- [Task requirements]: Give the stretch of the material below from the line containing "Return one point per instance of the tree" through the end of the material as a JSON list of strings, one string per line, leaving out blank lines.

(Point placement records)
────────────────────

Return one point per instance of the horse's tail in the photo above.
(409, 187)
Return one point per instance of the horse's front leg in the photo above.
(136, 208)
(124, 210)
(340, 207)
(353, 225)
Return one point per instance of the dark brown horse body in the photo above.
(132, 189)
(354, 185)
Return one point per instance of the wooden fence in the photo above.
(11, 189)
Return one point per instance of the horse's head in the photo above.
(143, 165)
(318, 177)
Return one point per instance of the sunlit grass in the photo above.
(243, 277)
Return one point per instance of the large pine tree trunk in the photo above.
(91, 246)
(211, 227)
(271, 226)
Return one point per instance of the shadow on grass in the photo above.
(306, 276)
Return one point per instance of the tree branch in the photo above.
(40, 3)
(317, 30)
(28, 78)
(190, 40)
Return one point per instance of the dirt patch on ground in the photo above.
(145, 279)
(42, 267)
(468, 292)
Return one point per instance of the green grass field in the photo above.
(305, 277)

────────────────────

- [Task response]:
[
  "Return one point per instance of the tree branch in the photo above.",
  "(40, 3)",
  "(317, 30)",
  "(28, 78)",
  "(190, 40)",
  "Return one point per instance of the dirt patch on ground in the photo above.",
  "(145, 279)",
  "(42, 267)",
  "(468, 292)",
  "Return one point per instance of the green grass field in the photo above.",
  "(305, 277)"
]